**WHAT IS NEEDED**
Output the listing below verbatim, keeping every line unchanged and in its original order.

[Begin SUPPLIED MATERIAL]

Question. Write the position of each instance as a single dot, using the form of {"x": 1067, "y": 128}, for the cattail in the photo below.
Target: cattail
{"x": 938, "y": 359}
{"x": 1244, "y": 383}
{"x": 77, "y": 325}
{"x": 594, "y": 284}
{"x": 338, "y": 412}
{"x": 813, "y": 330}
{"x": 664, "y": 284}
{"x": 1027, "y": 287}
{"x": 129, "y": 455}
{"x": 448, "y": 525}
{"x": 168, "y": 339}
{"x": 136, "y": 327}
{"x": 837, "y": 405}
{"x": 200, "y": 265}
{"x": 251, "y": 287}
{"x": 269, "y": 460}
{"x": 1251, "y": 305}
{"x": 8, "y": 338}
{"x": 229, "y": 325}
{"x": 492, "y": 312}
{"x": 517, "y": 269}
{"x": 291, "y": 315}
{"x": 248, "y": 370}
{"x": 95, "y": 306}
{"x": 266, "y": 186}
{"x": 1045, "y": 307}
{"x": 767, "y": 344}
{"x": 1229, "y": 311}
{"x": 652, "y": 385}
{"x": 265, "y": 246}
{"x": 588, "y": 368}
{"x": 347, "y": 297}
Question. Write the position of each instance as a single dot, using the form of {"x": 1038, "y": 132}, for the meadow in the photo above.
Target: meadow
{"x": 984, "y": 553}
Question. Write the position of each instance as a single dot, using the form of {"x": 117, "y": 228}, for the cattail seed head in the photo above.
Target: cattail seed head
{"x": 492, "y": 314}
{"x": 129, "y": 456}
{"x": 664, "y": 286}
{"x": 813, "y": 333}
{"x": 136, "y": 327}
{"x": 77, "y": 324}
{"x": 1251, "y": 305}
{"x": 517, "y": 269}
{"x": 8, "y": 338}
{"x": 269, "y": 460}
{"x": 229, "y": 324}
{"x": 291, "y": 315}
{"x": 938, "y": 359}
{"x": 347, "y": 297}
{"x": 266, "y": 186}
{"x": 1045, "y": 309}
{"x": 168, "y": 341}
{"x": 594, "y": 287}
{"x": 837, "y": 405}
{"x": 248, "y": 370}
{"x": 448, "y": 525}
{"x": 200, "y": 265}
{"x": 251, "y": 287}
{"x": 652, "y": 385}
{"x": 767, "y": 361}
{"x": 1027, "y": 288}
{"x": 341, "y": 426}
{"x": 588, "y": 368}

[End SUPPLIED MATERIAL]

**FINISHED ANSWER**
Question. Write the position of each instance as a single dot, using the form of {"x": 1067, "y": 128}, for the cattail in the photo below.
Target: cattail
{"x": 938, "y": 359}
{"x": 1244, "y": 383}
{"x": 77, "y": 325}
{"x": 594, "y": 284}
{"x": 338, "y": 412}
{"x": 813, "y": 330}
{"x": 664, "y": 284}
{"x": 1027, "y": 287}
{"x": 129, "y": 455}
{"x": 448, "y": 525}
{"x": 168, "y": 339}
{"x": 136, "y": 327}
{"x": 837, "y": 405}
{"x": 200, "y": 265}
{"x": 251, "y": 287}
{"x": 269, "y": 460}
{"x": 1251, "y": 305}
{"x": 8, "y": 338}
{"x": 229, "y": 325}
{"x": 492, "y": 312}
{"x": 517, "y": 269}
{"x": 291, "y": 315}
{"x": 248, "y": 370}
{"x": 95, "y": 306}
{"x": 266, "y": 186}
{"x": 1045, "y": 307}
{"x": 767, "y": 344}
{"x": 1229, "y": 311}
{"x": 652, "y": 385}
{"x": 265, "y": 246}
{"x": 588, "y": 368}
{"x": 347, "y": 297}
Question. Write the position of each instance as a single dot, using the form of {"x": 1038, "y": 132}, for the meadow in the photo above.
Target: meadow
{"x": 984, "y": 553}
Question. Write the position of each instance as a single dot, using the form of {"x": 117, "y": 228}, for the cattail seed head in the photo above.
Target: cattail seed head
{"x": 492, "y": 314}
{"x": 129, "y": 456}
{"x": 664, "y": 286}
{"x": 813, "y": 333}
{"x": 136, "y": 327}
{"x": 77, "y": 324}
{"x": 1251, "y": 305}
{"x": 517, "y": 269}
{"x": 8, "y": 338}
{"x": 269, "y": 460}
{"x": 229, "y": 324}
{"x": 291, "y": 315}
{"x": 938, "y": 359}
{"x": 347, "y": 297}
{"x": 266, "y": 186}
{"x": 1045, "y": 309}
{"x": 168, "y": 341}
{"x": 594, "y": 287}
{"x": 837, "y": 405}
{"x": 248, "y": 370}
{"x": 448, "y": 525}
{"x": 200, "y": 265}
{"x": 251, "y": 287}
{"x": 652, "y": 385}
{"x": 767, "y": 361}
{"x": 1027, "y": 288}
{"x": 341, "y": 426}
{"x": 588, "y": 368}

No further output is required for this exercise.